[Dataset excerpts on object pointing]

--*--

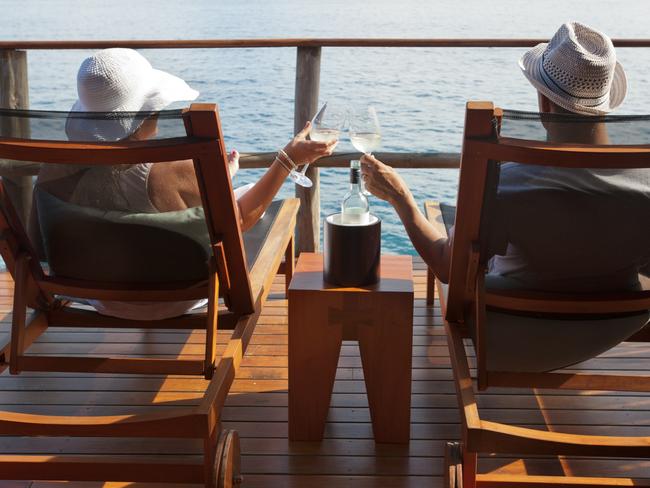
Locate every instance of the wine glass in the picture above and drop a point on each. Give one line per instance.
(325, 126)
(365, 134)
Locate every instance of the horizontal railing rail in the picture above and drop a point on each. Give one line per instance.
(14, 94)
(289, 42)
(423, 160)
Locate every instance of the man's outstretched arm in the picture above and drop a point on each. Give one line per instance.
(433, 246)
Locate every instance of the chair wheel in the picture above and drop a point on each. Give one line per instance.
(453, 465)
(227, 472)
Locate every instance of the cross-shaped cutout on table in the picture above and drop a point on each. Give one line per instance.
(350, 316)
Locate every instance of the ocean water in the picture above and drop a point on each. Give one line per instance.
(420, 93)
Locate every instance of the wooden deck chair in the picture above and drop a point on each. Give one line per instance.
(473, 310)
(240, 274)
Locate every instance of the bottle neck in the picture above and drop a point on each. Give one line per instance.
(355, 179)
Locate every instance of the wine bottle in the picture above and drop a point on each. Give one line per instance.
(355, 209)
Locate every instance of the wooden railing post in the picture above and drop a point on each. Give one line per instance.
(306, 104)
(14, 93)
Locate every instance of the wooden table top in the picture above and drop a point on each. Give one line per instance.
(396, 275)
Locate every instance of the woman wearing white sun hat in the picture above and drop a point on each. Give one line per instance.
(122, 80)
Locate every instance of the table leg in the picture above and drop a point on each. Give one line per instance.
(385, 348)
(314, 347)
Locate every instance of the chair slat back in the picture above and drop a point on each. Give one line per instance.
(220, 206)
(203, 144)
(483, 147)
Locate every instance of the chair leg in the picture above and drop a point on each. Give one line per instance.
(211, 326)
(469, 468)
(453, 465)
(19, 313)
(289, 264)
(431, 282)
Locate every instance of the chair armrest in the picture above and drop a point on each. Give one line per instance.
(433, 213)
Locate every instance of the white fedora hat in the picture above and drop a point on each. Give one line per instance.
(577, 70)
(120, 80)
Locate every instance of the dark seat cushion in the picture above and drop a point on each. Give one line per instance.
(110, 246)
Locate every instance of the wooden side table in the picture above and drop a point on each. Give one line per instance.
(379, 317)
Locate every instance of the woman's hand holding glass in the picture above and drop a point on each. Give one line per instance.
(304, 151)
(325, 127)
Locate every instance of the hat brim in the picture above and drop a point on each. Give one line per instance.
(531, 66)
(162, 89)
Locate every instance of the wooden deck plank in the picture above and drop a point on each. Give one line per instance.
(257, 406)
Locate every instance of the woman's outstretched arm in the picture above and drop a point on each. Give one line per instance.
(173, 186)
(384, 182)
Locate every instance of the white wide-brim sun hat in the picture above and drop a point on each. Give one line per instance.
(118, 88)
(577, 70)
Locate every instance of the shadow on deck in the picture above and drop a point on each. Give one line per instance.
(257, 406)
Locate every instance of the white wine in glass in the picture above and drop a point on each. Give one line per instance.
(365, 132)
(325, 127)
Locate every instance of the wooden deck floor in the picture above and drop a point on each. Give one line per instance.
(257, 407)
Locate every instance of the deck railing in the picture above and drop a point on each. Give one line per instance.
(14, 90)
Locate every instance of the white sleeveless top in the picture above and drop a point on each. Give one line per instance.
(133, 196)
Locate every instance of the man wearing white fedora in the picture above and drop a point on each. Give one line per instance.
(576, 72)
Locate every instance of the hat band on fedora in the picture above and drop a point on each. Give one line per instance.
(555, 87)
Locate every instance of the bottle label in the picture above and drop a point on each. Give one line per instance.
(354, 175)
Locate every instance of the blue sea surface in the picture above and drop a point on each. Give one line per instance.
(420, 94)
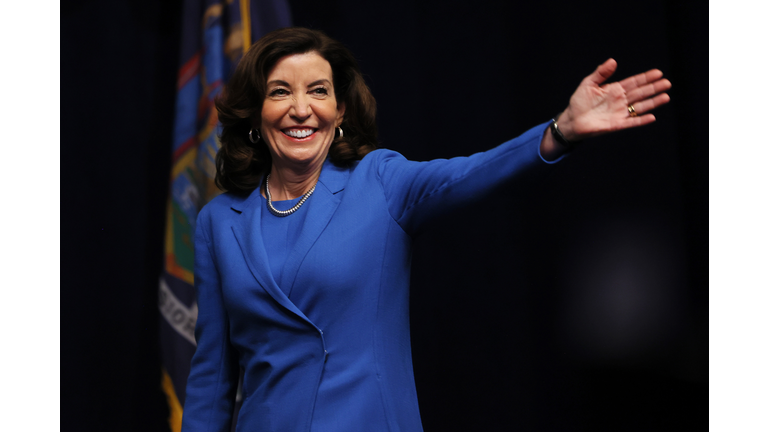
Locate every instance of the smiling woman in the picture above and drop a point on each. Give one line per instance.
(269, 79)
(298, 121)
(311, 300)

--*--

Requirement »
Reproduce word for word the lines from the one containing "Locate every instance of the man wearing" through the last line above, leaving out the pictures.

Output of the exercise »
Locate every instance of the man wearing white fedora in the picture above and drop a point on each. Give one line per instance.
(576, 72)
Locate every instance of the hat band on fedora in the picture above and drop a point on each. Give one line per instance.
(555, 87)
Locate every instance of the bottle label in the picture above and drop a point on each. Give one line per instance.
(354, 175)
Locate every instance of the blue sea surface in the picture above and drop a point on each. Give one line per instance.
(420, 94)
Locate every instance of the smiling woman in the picture above and drop a point on each. Give one line per instance.
(269, 79)
(298, 121)
(311, 300)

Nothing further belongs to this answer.